• Extracted material
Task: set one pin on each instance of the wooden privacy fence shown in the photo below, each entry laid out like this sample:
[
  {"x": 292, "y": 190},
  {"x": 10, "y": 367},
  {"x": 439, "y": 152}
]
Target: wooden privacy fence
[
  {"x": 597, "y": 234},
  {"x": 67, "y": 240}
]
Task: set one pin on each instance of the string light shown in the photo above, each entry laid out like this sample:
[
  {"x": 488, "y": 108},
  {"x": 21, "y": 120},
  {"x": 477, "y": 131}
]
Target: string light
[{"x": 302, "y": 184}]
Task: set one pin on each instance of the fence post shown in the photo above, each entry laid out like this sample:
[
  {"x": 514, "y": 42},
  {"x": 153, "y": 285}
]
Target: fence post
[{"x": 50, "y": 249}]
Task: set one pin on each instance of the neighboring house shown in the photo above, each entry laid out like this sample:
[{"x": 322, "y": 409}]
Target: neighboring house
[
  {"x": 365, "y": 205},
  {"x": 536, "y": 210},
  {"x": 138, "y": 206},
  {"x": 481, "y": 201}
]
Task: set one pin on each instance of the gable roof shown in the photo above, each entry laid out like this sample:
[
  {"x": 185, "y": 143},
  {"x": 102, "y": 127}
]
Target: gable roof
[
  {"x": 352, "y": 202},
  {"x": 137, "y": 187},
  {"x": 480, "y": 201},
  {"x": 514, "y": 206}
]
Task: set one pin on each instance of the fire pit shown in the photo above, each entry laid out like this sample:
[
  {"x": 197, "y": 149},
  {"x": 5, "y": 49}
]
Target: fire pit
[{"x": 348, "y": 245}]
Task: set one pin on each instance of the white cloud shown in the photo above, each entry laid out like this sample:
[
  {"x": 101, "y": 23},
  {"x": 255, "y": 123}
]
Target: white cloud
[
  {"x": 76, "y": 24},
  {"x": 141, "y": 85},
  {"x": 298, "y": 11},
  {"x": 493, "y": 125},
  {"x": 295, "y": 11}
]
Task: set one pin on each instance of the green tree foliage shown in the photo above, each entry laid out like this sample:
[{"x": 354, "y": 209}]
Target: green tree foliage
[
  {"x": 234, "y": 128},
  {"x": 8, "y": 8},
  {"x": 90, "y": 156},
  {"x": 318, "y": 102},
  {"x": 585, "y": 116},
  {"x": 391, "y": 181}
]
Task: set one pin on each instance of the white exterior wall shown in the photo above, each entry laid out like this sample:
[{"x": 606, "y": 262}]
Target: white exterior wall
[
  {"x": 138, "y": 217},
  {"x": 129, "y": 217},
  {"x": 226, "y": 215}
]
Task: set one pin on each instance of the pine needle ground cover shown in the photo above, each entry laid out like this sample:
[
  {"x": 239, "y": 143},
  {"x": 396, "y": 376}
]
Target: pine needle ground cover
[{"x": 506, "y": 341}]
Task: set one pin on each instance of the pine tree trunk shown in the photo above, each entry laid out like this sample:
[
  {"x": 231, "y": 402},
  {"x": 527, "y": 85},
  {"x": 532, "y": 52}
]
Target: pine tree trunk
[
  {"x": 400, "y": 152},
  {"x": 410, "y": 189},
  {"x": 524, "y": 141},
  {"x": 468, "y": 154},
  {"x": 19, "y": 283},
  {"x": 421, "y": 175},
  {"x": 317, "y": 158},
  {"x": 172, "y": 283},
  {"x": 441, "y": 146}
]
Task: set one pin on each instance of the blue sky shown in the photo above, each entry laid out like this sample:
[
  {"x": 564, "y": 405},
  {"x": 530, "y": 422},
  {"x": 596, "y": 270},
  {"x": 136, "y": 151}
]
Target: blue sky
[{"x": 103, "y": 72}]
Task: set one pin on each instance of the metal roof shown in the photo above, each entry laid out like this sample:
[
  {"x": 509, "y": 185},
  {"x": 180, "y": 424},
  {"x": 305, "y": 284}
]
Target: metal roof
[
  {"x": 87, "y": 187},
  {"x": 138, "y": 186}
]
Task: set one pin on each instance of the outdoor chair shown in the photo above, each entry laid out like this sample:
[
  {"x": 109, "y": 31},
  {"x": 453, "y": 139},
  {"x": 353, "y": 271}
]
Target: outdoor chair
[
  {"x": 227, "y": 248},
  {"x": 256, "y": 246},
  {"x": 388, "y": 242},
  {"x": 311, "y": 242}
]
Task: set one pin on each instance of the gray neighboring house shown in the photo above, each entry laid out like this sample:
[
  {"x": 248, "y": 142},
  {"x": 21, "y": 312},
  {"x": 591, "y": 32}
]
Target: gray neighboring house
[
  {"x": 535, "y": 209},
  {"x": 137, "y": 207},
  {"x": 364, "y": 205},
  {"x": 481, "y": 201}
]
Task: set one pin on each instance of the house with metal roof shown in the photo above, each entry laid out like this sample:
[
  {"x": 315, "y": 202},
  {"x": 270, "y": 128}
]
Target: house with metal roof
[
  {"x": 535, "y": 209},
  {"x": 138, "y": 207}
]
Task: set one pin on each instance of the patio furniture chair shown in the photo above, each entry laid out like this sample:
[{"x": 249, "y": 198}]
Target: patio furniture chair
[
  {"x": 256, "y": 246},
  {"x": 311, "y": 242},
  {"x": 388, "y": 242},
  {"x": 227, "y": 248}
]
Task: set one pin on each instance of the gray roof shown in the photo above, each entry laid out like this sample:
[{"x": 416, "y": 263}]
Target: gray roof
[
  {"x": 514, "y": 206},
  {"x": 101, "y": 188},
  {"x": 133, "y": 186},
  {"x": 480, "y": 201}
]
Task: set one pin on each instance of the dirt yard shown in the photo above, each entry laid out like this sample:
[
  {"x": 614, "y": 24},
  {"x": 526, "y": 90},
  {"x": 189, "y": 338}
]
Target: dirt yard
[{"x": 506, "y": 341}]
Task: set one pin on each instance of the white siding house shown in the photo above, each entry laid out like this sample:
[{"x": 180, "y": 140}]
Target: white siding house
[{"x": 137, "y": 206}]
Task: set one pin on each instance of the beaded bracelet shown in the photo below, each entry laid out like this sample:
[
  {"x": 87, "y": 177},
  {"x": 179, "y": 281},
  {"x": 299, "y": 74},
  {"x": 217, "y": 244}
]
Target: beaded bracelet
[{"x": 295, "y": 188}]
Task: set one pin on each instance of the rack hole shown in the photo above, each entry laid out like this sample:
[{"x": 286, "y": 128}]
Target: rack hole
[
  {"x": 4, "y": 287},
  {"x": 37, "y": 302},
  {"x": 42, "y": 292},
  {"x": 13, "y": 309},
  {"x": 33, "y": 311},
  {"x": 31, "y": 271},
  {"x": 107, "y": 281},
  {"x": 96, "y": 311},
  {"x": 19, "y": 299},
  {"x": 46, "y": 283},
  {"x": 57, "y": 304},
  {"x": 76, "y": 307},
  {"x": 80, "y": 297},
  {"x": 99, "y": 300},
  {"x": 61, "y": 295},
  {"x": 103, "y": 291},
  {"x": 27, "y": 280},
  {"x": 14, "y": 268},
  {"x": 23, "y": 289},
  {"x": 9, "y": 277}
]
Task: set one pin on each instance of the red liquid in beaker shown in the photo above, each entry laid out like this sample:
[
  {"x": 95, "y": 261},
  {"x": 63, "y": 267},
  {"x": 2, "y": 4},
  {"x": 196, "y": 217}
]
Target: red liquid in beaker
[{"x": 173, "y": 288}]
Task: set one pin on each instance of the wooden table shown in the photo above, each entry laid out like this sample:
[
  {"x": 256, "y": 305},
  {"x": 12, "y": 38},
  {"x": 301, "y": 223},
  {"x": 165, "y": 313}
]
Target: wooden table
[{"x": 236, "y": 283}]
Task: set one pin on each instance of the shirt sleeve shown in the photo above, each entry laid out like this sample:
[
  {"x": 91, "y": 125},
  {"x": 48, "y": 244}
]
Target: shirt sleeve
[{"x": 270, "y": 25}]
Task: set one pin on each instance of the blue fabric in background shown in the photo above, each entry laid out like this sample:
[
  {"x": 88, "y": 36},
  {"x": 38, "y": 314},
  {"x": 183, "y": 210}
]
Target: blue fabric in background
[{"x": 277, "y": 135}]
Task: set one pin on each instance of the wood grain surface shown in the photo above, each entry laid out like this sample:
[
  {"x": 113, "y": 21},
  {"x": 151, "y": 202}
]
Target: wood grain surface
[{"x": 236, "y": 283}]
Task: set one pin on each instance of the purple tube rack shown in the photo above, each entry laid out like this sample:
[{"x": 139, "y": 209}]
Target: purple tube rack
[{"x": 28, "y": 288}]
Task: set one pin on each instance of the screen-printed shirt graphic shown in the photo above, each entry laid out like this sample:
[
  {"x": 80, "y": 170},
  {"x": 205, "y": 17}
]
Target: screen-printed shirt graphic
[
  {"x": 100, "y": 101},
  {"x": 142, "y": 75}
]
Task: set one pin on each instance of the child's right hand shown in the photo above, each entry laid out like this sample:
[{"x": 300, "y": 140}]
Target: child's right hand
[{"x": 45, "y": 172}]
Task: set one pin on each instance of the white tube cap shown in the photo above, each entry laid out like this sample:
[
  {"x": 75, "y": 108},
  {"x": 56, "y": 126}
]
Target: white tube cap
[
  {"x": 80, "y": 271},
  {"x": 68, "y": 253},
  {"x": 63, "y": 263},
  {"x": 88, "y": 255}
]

• Instructions to follow
If a line in the data above contains the string "below", count it; then state only the total.

• Reply
2